▶ [Aim] Reproduce every item below word for word, without changing anything.

Items stored from a collection:
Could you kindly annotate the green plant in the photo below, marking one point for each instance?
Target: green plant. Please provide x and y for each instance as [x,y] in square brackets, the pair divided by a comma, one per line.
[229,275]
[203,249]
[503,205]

▶ [Reply to the task]
Could you kindly annotate the green plant in the photo below, marking one point for each instance?
Target: green plant. Please provide x and y for each instance as [x,y] in square brackets, the pair divided by a comma, one per line.
[229,275]
[203,249]
[503,205]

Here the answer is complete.